----- Data for analysis -----
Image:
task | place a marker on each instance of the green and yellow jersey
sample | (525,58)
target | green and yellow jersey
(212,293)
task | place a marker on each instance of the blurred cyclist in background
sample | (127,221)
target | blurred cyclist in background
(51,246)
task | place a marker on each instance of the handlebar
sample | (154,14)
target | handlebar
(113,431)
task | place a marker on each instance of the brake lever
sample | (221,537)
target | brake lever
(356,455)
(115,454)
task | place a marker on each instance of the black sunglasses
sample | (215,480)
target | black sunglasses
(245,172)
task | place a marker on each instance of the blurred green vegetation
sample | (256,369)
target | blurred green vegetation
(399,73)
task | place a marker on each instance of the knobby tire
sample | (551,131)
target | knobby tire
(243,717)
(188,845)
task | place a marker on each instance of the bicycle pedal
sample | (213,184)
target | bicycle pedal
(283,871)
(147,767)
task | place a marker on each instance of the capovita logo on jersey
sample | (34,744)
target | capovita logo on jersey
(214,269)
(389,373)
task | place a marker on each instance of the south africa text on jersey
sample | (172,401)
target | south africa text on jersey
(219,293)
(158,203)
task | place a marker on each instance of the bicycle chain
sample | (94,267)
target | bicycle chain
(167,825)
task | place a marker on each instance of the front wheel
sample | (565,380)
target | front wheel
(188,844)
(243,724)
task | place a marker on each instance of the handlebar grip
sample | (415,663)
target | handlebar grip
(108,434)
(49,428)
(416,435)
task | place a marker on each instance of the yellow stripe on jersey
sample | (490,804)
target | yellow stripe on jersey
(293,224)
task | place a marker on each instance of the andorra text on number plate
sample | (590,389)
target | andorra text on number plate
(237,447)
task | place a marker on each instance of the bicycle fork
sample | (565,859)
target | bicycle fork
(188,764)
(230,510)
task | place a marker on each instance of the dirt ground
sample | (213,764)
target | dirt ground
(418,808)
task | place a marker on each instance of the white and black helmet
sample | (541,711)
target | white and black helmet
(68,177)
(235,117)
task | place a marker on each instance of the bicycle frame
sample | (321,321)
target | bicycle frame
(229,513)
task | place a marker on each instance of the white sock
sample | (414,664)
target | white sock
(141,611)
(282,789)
-----
Using the records above, write out exactly the lines from the one containing "sample | (565,380)" through the last, and add nothing.

sample | (565,380)
target | front wheel
(188,844)
(243,724)
task | place a marker on each instance of the handlebar grip
sample | (415,663)
target | handlebar grip
(108,434)
(49,428)
(416,435)
task | place a marker on each instance of the yellow stripe on jersey
sample | (490,804)
target | yellow stripe on jersey
(293,224)
task | place a marker on each instance of the andorra text on number plate
sample | (590,389)
target | andorra text on number plate
(237,447)
task | place a marker on each instance of the bicycle fork
sample | (565,859)
target | bicycle fork
(188,764)
(230,510)
task | place a marker on each instance of the dirt ground
sample | (213,764)
target | dirt ground
(418,808)
task | place a marker on each instance of the white and black helmet
sample | (541,711)
target | white and black helmet
(68,177)
(235,117)
task | place a marker on each instance of the bicycle frame
sample | (321,321)
target | bicycle frame
(229,513)
task | place a marker on each instance of the white sock
sample | (414,664)
target | white sock
(141,611)
(282,789)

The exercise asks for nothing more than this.